[Begin Record excerpts]
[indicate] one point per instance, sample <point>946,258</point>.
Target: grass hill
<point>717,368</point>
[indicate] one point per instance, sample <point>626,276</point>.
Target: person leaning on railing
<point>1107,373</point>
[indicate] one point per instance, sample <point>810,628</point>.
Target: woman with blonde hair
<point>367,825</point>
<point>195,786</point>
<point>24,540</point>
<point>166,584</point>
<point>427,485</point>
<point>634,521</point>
[End Record excerpts]
## Written request
Render all the data above as a CSV with two columns, input and output, one row per input alongside its output. Put each field in quotes and turn line breaks into spaces.

## Answer below
input,output
"[indicate] one point per instance, sample <point>946,258</point>. Target: grass hill","<point>717,368</point>"
"[indicate] one point per instance, sample <point>626,276</point>. Target: person leaning on railing","<point>1107,373</point>"
"[indicate] one point per instance, sample <point>810,628</point>. Target: woman with blonde hair","<point>367,825</point> <point>195,786</point> <point>24,540</point> <point>166,584</point> <point>427,485</point> <point>634,521</point>"